* GOAL *
Report every line in the items below that contains the word "each", matching case exactly.

* SUPPLIED MATERIAL *
+ + + + +
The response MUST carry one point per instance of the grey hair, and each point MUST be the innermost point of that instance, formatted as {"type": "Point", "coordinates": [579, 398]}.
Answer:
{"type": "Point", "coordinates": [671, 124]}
+ + + + +
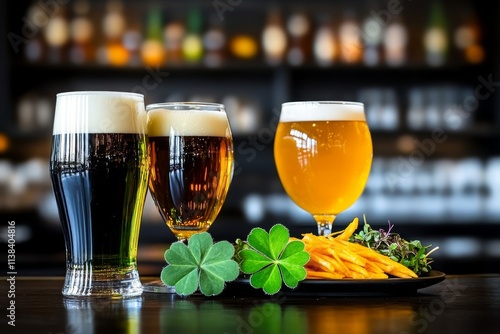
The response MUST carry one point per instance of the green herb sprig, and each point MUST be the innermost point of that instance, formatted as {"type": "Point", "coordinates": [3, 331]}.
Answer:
+ + + + +
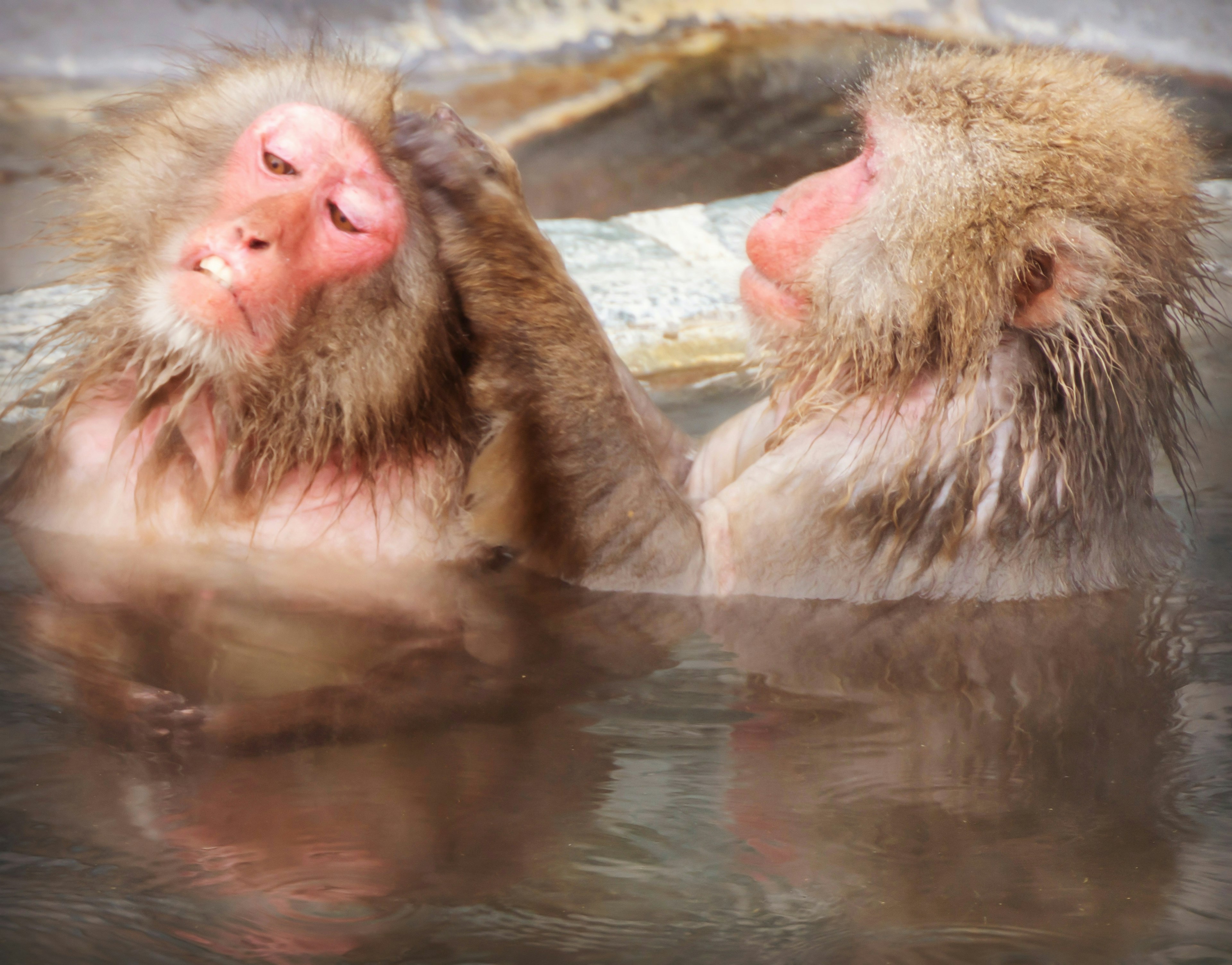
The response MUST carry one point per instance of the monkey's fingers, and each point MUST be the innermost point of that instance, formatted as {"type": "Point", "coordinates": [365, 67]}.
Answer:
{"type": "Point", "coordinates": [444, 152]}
+ + + + +
* RESULT OF THE EXERCISE *
The response MUST carry one point per instance of the grey hair, and each point MUST be the innermost point of that instance, formatted as {"type": "Point", "coordinates": [579, 398]}.
The response MUST carry one point per instance of the green herb sprig, and each point MUST be the innermost point of that instance, formatted as {"type": "Point", "coordinates": [3, 331]}.
The response MUST carry one point per instance of the monkey's fingers, and each point MUST be the innermost point of that instance, formatted as {"type": "Point", "coordinates": [365, 67]}.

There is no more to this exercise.